### CHALLENGE
List each line of the listing below that contains the word "woman", copying every such line in full.

### DATA FOR THIS EXERCISE
— Begin —

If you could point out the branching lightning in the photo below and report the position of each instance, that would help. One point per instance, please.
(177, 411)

— End —
— Begin —

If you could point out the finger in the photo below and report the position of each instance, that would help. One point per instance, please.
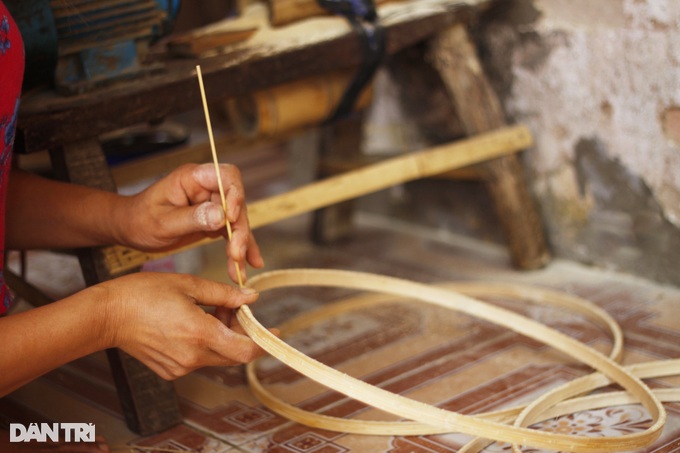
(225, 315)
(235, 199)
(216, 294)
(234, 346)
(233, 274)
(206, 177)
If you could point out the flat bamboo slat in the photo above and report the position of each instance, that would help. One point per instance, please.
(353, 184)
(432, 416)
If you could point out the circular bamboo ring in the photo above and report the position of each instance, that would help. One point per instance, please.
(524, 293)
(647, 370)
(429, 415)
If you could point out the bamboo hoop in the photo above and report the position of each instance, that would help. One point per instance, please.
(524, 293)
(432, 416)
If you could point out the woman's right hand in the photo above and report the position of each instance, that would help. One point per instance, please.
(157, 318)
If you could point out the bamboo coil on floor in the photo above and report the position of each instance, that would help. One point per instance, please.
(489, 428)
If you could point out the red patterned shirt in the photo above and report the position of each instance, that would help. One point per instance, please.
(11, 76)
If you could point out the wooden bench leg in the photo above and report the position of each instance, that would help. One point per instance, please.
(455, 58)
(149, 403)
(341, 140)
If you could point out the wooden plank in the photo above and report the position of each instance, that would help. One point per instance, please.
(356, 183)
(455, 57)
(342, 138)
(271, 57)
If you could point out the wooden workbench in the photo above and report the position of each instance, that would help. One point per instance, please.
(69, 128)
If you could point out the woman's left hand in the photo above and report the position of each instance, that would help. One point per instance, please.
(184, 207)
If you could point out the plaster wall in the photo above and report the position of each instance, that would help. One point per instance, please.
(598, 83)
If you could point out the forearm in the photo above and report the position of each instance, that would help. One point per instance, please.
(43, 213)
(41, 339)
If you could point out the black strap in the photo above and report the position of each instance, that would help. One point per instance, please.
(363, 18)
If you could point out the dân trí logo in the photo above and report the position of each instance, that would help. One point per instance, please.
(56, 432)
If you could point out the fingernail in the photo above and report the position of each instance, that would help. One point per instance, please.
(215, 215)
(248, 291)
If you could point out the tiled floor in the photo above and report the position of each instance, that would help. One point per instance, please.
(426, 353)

— End —
— Begin —

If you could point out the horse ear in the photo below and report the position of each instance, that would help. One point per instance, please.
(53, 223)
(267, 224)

— End —

### EXERCISE OUTPUT
If you could point out the woman's right hand in the photo above and report the position of each instance, that would help. One point per instance, please.
If you could point out the woman's left hand in the photo above and report the position of each instance, that would help. One point per instance, please.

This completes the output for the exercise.